* **Exercise 1**
From the BioMANTA project description, list the kinds of information that will be included in the resulting data model.
* **Exercise 2**
Extend the BioMANTA project description with new text that follows on from its last sentence on protein-protein interaction networks.

* **Passage provided**

⟨

The Modelling and Analysis of Biological Network Activity (BioMANTA) Project encompasses development of novel biological network analysis methods and infrastructure for querying biological data in a semantically-enabled format, and aims to create a semantic interactome model. Research within the BioMANTA project will focus on computational modelling and analysis, primarily using Semantic Web technologies and Machine Learning methods, of large-scale protein-protein interaction and compound activity networks across a wide variety of species. A range of information such as kinetic activity, tissue expression, and subcellular localization and disease state attributes will be included in the resulting data model.
This project is two-year scientific research collaboration between
- The Computational Sciences Center of Emphasis, Pfizer Global Research and Development, Pfizer Inc., Cambridge, Massachusetts, USA,
- The Institute for Molecular Bioscience (IMB), and
- The School of Information Technology and Electronic Engineering (ITEE), The University of Queensland, Australia
Protein interactions are a fundamental component of biological processes. Many proteins are functional only in multimeric complexes, or require interaction partners to achieve their correct localisation or function. For this reason, the study of protein-protein interaction (PPI) networks has become an area of growing interest in computational biology.

⟩

* **Dataset excerpts**
⟨

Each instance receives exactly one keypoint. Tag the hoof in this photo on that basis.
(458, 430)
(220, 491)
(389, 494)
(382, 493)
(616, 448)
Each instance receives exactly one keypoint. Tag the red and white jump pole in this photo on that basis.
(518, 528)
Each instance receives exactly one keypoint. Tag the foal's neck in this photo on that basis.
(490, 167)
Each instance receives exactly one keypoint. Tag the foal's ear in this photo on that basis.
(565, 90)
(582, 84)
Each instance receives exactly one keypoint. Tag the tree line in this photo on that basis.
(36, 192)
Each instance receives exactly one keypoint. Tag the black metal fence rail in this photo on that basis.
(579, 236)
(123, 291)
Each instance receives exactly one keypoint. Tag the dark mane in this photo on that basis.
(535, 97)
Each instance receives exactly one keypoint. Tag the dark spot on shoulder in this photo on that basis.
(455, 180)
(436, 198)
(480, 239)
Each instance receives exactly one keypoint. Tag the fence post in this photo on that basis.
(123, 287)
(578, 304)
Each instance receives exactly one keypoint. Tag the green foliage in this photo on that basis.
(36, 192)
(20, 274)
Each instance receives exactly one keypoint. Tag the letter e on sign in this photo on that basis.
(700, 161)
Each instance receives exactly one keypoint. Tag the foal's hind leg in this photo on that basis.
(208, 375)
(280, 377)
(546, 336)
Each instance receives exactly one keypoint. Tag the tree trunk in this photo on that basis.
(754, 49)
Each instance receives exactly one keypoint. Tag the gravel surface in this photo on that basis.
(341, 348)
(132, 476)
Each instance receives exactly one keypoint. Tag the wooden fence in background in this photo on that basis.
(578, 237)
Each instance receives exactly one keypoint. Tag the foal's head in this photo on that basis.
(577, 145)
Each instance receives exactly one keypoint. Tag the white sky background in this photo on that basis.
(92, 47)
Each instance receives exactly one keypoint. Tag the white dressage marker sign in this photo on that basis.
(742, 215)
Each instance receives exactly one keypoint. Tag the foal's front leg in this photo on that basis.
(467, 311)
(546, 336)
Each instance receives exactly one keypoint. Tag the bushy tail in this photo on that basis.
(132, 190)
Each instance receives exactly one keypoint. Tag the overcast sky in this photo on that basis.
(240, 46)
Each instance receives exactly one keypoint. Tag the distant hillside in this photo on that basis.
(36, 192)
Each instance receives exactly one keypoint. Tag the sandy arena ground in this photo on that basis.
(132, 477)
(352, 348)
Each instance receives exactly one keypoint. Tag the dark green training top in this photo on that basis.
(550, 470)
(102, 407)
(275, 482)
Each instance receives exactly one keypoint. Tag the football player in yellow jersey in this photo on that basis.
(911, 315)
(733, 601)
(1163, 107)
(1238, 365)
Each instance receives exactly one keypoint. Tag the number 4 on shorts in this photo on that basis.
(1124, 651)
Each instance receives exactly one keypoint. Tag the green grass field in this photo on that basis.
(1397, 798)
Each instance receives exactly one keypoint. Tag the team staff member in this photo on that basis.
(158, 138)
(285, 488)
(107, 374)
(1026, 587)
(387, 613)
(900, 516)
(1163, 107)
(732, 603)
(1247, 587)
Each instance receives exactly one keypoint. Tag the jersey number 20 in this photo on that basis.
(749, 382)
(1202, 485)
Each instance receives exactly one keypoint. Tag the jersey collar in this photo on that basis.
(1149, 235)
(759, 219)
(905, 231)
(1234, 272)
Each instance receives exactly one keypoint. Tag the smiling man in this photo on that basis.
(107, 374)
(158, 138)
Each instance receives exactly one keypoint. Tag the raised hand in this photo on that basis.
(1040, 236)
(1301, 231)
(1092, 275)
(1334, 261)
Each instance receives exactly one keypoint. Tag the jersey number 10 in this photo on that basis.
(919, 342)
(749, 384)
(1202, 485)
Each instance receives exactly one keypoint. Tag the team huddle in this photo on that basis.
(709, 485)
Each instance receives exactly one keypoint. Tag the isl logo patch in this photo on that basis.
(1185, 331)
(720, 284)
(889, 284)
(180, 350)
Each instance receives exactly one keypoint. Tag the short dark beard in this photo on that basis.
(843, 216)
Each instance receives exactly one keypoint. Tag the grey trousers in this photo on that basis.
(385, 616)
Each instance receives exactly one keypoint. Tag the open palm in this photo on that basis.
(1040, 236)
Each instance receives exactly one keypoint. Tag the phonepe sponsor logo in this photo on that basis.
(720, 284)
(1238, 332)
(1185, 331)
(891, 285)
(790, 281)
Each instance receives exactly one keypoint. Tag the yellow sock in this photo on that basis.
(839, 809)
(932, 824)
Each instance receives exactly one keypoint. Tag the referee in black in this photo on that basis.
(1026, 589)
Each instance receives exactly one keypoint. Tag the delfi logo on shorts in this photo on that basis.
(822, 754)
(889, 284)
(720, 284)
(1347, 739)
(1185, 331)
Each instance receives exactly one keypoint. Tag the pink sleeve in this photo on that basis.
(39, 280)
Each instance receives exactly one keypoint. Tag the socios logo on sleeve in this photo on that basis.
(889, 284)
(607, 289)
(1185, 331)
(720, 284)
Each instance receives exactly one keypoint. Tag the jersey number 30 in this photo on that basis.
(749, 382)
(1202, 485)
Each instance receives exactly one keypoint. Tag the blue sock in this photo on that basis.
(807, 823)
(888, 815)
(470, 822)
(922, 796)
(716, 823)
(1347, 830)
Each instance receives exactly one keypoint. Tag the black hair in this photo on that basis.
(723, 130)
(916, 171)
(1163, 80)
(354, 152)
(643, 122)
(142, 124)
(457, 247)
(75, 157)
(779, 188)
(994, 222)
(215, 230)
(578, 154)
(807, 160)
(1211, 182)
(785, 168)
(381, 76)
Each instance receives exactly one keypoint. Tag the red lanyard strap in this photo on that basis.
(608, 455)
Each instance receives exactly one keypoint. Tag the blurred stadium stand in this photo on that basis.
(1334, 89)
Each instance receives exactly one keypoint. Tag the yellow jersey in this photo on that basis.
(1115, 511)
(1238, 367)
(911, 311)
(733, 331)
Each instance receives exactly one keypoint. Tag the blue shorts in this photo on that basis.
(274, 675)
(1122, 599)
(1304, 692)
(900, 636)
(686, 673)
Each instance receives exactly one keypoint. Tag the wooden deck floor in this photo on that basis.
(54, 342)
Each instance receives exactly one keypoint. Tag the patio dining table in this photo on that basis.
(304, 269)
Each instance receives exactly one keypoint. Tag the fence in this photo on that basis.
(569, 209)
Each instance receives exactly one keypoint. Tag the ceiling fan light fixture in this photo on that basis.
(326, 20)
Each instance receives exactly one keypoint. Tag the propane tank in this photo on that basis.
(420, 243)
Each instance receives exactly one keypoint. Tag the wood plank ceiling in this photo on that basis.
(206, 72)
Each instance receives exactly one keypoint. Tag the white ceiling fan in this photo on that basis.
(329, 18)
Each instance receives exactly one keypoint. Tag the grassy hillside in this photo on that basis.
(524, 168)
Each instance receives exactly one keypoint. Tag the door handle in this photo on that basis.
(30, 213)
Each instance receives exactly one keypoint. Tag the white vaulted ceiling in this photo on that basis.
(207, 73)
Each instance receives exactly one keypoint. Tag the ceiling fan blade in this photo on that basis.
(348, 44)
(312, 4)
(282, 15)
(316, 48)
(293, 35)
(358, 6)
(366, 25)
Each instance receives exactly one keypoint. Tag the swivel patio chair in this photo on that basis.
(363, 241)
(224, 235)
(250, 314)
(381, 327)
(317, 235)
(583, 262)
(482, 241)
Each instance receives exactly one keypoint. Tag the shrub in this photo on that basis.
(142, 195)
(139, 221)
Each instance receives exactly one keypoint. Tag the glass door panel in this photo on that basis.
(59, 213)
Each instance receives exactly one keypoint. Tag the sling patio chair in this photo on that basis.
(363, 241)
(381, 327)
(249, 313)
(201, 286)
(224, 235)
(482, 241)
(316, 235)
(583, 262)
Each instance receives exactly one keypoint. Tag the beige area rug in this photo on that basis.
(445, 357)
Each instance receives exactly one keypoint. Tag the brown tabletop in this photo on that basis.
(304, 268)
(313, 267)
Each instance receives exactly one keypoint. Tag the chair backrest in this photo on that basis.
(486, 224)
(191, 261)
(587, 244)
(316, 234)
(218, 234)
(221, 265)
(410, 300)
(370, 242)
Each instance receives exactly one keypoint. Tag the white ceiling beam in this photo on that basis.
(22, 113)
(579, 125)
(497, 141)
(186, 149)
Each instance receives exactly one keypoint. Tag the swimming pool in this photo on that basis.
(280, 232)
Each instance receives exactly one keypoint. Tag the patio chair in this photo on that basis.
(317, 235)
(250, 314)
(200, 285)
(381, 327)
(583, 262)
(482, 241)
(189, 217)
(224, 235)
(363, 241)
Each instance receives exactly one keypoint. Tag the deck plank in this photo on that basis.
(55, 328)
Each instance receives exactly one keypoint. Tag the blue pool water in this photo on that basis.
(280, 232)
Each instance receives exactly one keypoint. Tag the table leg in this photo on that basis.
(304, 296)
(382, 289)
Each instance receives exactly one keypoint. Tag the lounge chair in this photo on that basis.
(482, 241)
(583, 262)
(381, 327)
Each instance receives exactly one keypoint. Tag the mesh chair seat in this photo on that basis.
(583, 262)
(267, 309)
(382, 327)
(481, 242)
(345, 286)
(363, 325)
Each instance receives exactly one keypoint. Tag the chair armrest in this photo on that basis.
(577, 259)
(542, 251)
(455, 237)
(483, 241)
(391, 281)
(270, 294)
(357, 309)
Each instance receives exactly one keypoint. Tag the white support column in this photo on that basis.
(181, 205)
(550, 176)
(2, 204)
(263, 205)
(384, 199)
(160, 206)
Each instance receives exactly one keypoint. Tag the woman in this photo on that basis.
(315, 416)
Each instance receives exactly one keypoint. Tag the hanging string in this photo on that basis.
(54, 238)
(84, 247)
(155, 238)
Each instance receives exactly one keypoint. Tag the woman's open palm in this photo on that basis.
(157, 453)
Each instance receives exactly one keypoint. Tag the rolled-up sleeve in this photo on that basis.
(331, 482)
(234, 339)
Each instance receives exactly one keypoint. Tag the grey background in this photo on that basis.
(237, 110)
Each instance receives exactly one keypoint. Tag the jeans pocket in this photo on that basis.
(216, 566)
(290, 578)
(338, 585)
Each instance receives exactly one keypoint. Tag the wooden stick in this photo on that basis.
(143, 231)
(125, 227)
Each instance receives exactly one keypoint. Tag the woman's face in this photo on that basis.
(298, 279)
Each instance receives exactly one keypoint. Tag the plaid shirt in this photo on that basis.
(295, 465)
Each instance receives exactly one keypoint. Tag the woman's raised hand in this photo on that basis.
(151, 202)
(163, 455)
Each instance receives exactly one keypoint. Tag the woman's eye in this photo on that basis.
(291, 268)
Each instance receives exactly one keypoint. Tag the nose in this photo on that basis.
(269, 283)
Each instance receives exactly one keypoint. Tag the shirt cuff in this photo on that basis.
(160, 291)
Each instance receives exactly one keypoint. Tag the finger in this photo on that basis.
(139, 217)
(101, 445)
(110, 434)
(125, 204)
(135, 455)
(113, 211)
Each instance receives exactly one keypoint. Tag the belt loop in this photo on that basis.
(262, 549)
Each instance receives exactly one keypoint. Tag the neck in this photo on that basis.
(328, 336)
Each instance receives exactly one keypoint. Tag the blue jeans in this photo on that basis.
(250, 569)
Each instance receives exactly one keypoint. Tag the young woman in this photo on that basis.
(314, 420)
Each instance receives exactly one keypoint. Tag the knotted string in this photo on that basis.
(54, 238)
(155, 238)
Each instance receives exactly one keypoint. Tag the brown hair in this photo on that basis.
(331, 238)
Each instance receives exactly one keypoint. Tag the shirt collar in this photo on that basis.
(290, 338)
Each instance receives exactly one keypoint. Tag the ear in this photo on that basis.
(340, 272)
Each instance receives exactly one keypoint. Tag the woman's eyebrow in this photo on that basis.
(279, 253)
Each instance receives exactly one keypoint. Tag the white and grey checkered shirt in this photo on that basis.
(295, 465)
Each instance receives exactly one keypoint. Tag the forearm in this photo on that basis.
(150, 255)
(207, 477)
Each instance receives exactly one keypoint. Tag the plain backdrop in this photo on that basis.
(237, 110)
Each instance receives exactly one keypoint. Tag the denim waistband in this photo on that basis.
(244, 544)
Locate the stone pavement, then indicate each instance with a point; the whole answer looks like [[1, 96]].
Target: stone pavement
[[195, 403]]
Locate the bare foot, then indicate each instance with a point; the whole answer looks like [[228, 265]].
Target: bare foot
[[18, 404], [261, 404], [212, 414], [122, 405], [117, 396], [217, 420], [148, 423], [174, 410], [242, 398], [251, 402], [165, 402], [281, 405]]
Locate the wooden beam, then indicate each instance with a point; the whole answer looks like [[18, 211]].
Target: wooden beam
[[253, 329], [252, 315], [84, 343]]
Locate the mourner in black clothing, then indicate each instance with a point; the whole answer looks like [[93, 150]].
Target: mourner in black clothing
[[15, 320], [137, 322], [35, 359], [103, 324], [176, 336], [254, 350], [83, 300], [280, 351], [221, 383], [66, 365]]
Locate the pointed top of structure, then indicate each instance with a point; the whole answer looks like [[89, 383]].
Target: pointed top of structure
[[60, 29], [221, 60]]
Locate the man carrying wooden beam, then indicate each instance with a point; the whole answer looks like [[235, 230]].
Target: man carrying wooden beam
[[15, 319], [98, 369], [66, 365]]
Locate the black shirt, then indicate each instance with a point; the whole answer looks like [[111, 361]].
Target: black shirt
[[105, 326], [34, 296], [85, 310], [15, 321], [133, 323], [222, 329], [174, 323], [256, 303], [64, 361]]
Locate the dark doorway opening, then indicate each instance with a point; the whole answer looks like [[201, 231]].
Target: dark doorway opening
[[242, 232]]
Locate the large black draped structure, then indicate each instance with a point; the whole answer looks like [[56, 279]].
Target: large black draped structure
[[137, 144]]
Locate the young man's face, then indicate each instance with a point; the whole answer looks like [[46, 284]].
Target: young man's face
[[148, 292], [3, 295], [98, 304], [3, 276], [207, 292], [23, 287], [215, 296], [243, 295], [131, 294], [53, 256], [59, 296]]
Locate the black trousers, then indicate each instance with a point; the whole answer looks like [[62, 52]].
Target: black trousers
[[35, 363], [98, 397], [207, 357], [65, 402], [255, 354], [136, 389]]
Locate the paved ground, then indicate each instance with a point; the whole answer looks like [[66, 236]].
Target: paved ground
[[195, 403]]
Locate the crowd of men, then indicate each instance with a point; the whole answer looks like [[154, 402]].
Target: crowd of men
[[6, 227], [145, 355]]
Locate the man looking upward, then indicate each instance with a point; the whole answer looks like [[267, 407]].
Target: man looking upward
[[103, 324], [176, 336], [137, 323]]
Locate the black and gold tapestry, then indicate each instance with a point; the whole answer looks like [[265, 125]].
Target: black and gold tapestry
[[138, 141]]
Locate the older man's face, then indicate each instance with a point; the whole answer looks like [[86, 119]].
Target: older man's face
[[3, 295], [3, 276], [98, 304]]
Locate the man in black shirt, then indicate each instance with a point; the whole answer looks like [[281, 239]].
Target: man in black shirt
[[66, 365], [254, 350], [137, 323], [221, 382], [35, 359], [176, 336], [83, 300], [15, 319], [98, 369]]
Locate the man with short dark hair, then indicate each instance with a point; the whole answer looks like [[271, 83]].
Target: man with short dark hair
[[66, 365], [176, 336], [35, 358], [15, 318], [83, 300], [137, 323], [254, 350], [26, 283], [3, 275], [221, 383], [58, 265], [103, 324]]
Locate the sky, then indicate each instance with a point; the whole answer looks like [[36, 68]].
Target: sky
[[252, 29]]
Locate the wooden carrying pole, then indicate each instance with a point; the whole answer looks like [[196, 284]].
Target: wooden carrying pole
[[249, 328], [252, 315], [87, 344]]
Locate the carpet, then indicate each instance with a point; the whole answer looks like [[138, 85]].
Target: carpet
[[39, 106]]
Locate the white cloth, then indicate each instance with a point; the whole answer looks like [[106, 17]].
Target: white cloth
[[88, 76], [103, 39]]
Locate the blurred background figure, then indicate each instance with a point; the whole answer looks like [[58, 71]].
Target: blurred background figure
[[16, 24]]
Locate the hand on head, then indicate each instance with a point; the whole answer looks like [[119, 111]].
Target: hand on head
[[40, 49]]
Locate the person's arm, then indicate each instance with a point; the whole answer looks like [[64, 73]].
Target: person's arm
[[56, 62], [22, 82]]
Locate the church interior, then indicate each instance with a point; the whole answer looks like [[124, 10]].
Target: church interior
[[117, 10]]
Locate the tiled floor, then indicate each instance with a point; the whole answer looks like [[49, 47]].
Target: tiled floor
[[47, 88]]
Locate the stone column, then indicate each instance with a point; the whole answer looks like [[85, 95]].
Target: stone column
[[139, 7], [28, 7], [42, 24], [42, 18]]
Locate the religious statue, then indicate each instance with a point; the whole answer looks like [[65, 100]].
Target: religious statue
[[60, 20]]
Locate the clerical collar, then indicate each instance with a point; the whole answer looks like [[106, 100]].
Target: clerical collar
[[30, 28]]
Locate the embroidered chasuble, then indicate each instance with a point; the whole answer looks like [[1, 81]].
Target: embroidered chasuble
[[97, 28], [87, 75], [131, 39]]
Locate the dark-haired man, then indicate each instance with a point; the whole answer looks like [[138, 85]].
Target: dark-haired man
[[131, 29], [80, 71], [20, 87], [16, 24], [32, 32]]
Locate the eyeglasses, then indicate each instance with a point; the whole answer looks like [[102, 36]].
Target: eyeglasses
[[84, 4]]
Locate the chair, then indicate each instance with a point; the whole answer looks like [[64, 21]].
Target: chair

⟩

* **Written reply 1**
- Kinetic activity
- Tissue expression
- Subcellular localization
- Disease state attributes

* **Written reply 2**
Through the use of Semantic Web technologies such as Resource Description Framework (RDF) and Web Ontology Language (OWL), interaction data is modelled to create a knowledge representation in which meaning is vested in the ontology rather than instances of data. Stochastic and computational intelligence methods are applied to this data to infer high coverage networks. Semantic inferencing is used to infer previously unknown and meaningful pathways.
Major project components
- The BioMANTA Ontology An OWL DL ontology incorporating the PSI-MI Ontology, the NCBI Taxonomy, and elements of BioPax ontology and Gene Ontology (describing subcellular localisation). This allows us to re-use existing ontologies, thereby reducing overheads associated with knowledge acquisition in the ontology development process. We are able to integrate existing public data that contain annotation in these formats.
- Data conversion & semantic protein integration A set of software components that convert protein-protein databases (DIP, MPact, IntAct, etc.) from PSI-MI XML to RDF compliant with the BioMANTA ontology. These software allow us to make these protein-protein interaction datasets (and more generally, any PSI-MI XML data) semantically available for querying and inference within BioMANTA.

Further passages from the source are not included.